__WHAT TO WORK ON__.
If a line in the records contains the string "windshield", show that line.

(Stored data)
- Opening Delimiter -
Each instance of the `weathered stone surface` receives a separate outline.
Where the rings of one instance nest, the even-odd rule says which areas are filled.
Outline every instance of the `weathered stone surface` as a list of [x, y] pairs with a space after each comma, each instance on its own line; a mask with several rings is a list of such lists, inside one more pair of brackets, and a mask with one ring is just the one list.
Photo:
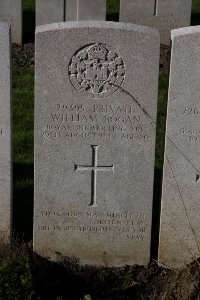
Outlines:
[[78, 0], [78, 20], [106, 20], [106, 0]]
[[155, 29], [36, 32], [34, 250], [121, 266], [150, 257], [159, 69]]
[[11, 232], [10, 26], [0, 23], [0, 241]]
[[65, 21], [78, 20], [78, 0], [65, 0]]
[[199, 257], [200, 27], [172, 31], [159, 261]]
[[[45, 25], [64, 21], [65, 0], [37, 0], [36, 25]], [[68, 0], [67, 0], [68, 1]]]
[[121, 0], [120, 21], [155, 27], [170, 45], [171, 30], [190, 25], [191, 7], [191, 0]]
[[22, 44], [21, 0], [0, 0], [0, 21], [11, 25], [12, 42]]
[[63, 21], [105, 19], [106, 0], [37, 0], [36, 2], [37, 26]]

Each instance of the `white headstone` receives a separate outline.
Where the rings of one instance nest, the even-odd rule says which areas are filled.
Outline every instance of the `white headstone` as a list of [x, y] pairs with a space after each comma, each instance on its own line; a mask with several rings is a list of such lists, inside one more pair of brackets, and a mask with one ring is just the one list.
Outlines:
[[120, 1], [120, 21], [159, 29], [161, 44], [170, 45], [172, 29], [190, 25], [192, 0]]
[[37, 0], [36, 2], [37, 26], [63, 21], [105, 19], [106, 0]]
[[66, 21], [106, 20], [106, 0], [66, 0]]
[[11, 25], [12, 42], [22, 44], [22, 2], [21, 0], [0, 0], [0, 22]]
[[78, 0], [65, 0], [65, 21], [78, 20]]
[[65, 0], [37, 0], [36, 25], [39, 26], [50, 23], [63, 22], [65, 9], [64, 1]]
[[77, 0], [78, 20], [106, 20], [106, 0]]
[[150, 259], [160, 40], [67, 22], [36, 32], [34, 250], [81, 263]]
[[11, 234], [10, 26], [0, 23], [0, 241]]
[[200, 256], [200, 26], [172, 31], [159, 261]]

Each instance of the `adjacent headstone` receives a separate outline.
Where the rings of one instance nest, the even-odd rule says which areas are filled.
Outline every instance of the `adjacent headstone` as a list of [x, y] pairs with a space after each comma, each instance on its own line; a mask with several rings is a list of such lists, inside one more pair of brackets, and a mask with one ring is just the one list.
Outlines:
[[132, 24], [37, 28], [38, 254], [149, 262], [159, 48], [157, 30]]
[[120, 1], [120, 21], [156, 27], [161, 44], [170, 45], [172, 29], [190, 25], [192, 0]]
[[172, 31], [159, 261], [200, 256], [200, 26]]
[[78, 20], [78, 0], [65, 0], [65, 21]]
[[64, 9], [65, 0], [37, 0], [36, 25], [63, 22]]
[[37, 26], [63, 21], [105, 19], [106, 0], [37, 0], [36, 2]]
[[77, 0], [78, 20], [106, 20], [106, 0]]
[[0, 22], [11, 25], [12, 42], [22, 44], [22, 2], [21, 0], [0, 0]]
[[11, 233], [10, 26], [0, 23], [0, 242]]

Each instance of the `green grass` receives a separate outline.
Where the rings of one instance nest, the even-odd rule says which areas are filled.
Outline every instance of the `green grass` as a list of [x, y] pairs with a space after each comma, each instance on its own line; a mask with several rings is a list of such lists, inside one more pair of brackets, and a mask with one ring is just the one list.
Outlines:
[[34, 69], [13, 68], [14, 227], [31, 238], [33, 213]]
[[200, 13], [200, 1], [199, 0], [192, 1], [192, 12]]
[[35, 0], [22, 0], [24, 10], [35, 10]]
[[[160, 73], [156, 169], [163, 164], [168, 74]], [[34, 70], [13, 69], [14, 227], [24, 238], [32, 236]]]
[[107, 1], [107, 21], [119, 21], [120, 0]]
[[[48, 1], [48, 0], [46, 0]], [[173, 0], [172, 0], [173, 1]], [[118, 20], [119, 0], [108, 0], [108, 20]], [[23, 0], [25, 41], [34, 38], [34, 0]], [[200, 0], [193, 1], [193, 14], [200, 14]], [[198, 20], [198, 16], [197, 16]], [[155, 207], [153, 221], [158, 224], [168, 73], [160, 72], [155, 162]], [[33, 227], [33, 149], [34, 149], [34, 69], [13, 68], [13, 160], [14, 160], [14, 229], [26, 239]], [[155, 225], [154, 224], [154, 225]], [[31, 270], [26, 250], [0, 245], [0, 299], [29, 299], [32, 290]], [[90, 299], [85, 296], [84, 299]]]
[[13, 70], [13, 149], [16, 163], [33, 162], [33, 68]]
[[35, 36], [35, 0], [22, 0], [22, 5], [23, 41], [24, 43], [30, 43], [34, 41]]
[[18, 243], [0, 244], [0, 299], [31, 299], [31, 279], [28, 249]]
[[[48, 0], [47, 0], [48, 1]], [[108, 0], [108, 20], [118, 20], [119, 0]], [[23, 0], [25, 41], [34, 39], [35, 0]], [[200, 0], [193, 1], [193, 14], [200, 14]], [[161, 177], [166, 118], [168, 74], [160, 73], [155, 168]], [[14, 227], [31, 238], [33, 213], [34, 69], [13, 69]]]
[[159, 78], [157, 130], [156, 130], [155, 168], [157, 170], [161, 170], [163, 165], [167, 96], [168, 96], [168, 73], [166, 71], [161, 71], [160, 78]]

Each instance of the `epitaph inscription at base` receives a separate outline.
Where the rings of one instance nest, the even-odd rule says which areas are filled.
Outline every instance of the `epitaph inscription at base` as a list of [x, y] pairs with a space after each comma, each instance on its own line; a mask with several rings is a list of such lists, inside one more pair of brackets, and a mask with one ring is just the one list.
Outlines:
[[106, 22], [38, 27], [40, 255], [99, 265], [149, 262], [158, 68], [156, 30]]

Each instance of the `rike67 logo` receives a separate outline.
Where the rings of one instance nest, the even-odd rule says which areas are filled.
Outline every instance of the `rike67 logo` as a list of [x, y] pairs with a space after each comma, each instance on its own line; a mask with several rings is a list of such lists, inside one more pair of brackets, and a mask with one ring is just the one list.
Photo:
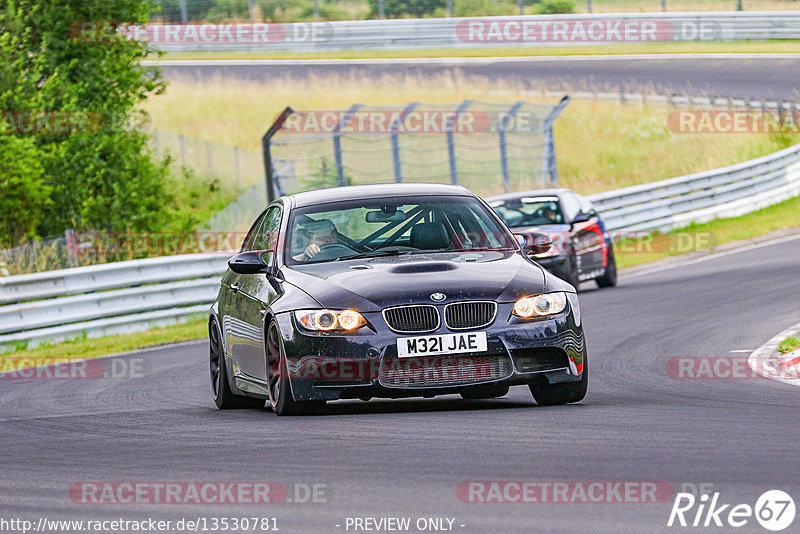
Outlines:
[[723, 503], [720, 493], [678, 493], [667, 526], [739, 528], [755, 520], [765, 529], [779, 532], [789, 527], [795, 516], [794, 499], [781, 490], [764, 492], [751, 506], [746, 503]]

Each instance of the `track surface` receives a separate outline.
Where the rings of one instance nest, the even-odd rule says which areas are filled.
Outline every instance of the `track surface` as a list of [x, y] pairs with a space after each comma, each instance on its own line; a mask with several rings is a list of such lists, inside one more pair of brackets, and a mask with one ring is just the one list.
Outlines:
[[[585, 284], [592, 374], [580, 405], [537, 407], [512, 388], [487, 401], [341, 402], [317, 417], [220, 412], [204, 343], [120, 358], [142, 359], [142, 378], [0, 380], [0, 515], [270, 515], [285, 533], [344, 532], [348, 516], [424, 516], [455, 518], [465, 533], [617, 533], [675, 531], [671, 504], [478, 505], [455, 488], [658, 480], [712, 483], [725, 503], [752, 505], [772, 488], [798, 500], [800, 389], [666, 372], [670, 358], [736, 356], [796, 323], [797, 258], [800, 239], [623, 277], [616, 289]], [[87, 480], [325, 483], [330, 495], [271, 507], [72, 503], [70, 485]], [[764, 532], [753, 519], [737, 530]]]
[[331, 76], [374, 78], [384, 74], [439, 75], [460, 71], [501, 83], [573, 90], [654, 91], [721, 97], [800, 100], [798, 58], [672, 58], [672, 59], [520, 59], [480, 58], [469, 64], [418, 64], [413, 61], [275, 62], [270, 65], [189, 65], [163, 67], [167, 79], [227, 82], [314, 75], [319, 83]]

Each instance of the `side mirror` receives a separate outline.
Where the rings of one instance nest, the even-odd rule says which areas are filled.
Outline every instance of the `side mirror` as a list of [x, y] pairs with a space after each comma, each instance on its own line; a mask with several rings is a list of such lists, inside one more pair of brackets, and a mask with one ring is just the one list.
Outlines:
[[579, 213], [572, 219], [572, 224], [582, 223], [586, 221], [590, 221], [594, 217], [592, 213]]
[[270, 261], [271, 250], [250, 250], [236, 254], [228, 260], [228, 267], [237, 274], [265, 273], [275, 275], [274, 264]]
[[549, 234], [531, 232], [528, 234], [514, 234], [526, 254], [544, 254], [553, 246], [553, 238]]

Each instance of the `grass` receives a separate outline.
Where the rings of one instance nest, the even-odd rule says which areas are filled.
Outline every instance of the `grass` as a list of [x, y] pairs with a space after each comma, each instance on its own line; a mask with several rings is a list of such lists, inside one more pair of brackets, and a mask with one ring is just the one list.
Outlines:
[[200, 339], [208, 335], [208, 322], [205, 317], [191, 319], [183, 324], [164, 328], [153, 328], [135, 334], [86, 338], [65, 341], [57, 345], [41, 345], [27, 349], [25, 344], [16, 347], [18, 350], [0, 354], [0, 370], [9, 371], [25, 366], [26, 361], [41, 362], [52, 365], [59, 362], [96, 358], [108, 354], [130, 352], [137, 349]]
[[[204, 83], [176, 80], [165, 94], [148, 100], [147, 111], [153, 126], [159, 130], [257, 150], [264, 131], [287, 105], [295, 110], [331, 110], [347, 109], [356, 102], [397, 106], [411, 101], [458, 103], [476, 99], [508, 102], [510, 106], [526, 99], [522, 95], [524, 89], [508, 82], [469, 77], [459, 71], [435, 76], [384, 75], [370, 80], [355, 75], [311, 76], [235, 85], [220, 79]], [[551, 99], [549, 103], [554, 101]], [[666, 126], [669, 112], [661, 106], [574, 100], [555, 122], [560, 183], [583, 194], [607, 191], [723, 167], [800, 141], [796, 135], [673, 134]], [[420, 137], [430, 144], [439, 143], [444, 136]], [[461, 150], [475, 144], [472, 138], [461, 137], [464, 138]], [[327, 144], [324, 146], [329, 148]], [[474, 148], [467, 155], [477, 157], [484, 152]], [[388, 150], [380, 152], [382, 156], [362, 153], [367, 154], [364, 158], [380, 158], [380, 161], [370, 160], [376, 169], [378, 163], [391, 167]], [[676, 154], [680, 157], [675, 157]], [[440, 155], [446, 159], [445, 148]], [[273, 156], [281, 157], [277, 149]], [[367, 159], [356, 160], [350, 165], [350, 172], [358, 169], [369, 174], [374, 169], [368, 168], [367, 162]], [[355, 183], [365, 182], [355, 180]], [[486, 184], [484, 179], [484, 183], [466, 185], [480, 194], [501, 192], [499, 179], [496, 184]]]
[[618, 242], [620, 269], [654, 262], [669, 256], [711, 250], [716, 246], [758, 237], [777, 230], [800, 227], [800, 197], [729, 219], [692, 224], [666, 234]]
[[800, 347], [800, 337], [787, 337], [778, 345], [778, 352], [787, 353], [792, 352], [797, 347]]
[[336, 52], [292, 52], [288, 50], [172, 52], [153, 60], [198, 59], [392, 59], [429, 57], [517, 57], [607, 54], [778, 54], [797, 53], [796, 41], [737, 41], [691, 43], [642, 43], [575, 46], [508, 46], [474, 48], [429, 48], [417, 50], [340, 50]]

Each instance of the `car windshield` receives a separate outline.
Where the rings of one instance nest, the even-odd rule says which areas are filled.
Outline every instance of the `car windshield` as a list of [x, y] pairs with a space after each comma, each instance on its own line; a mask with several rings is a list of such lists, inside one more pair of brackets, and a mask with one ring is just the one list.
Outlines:
[[286, 237], [288, 265], [516, 249], [508, 229], [468, 196], [364, 199], [297, 208]]
[[564, 222], [558, 197], [555, 196], [499, 200], [492, 202], [491, 206], [509, 228], [562, 224]]

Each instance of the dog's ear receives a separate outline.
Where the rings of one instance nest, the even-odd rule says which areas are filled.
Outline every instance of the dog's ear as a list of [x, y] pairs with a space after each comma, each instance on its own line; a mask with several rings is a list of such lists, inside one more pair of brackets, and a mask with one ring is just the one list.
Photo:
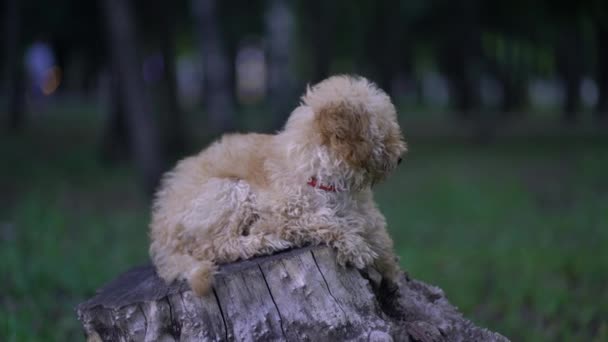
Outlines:
[[315, 113], [321, 143], [350, 165], [363, 167], [370, 158], [369, 114], [345, 102], [329, 103]]

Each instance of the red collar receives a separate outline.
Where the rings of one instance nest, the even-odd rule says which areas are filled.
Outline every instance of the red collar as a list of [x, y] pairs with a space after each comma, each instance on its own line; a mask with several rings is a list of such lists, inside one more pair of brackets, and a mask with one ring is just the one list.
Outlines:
- Closing Delimiter -
__FINAL ANSWER__.
Each instance of the `car windshield` receives a separate outline.
Outline every instance of the `car windshield` as a list of [x, y] pairs with a space after each comma, each instance on its own line; a mask with several rings is a list of such lists, inside one more pair of brackets, and a mask with one ring is just the one list.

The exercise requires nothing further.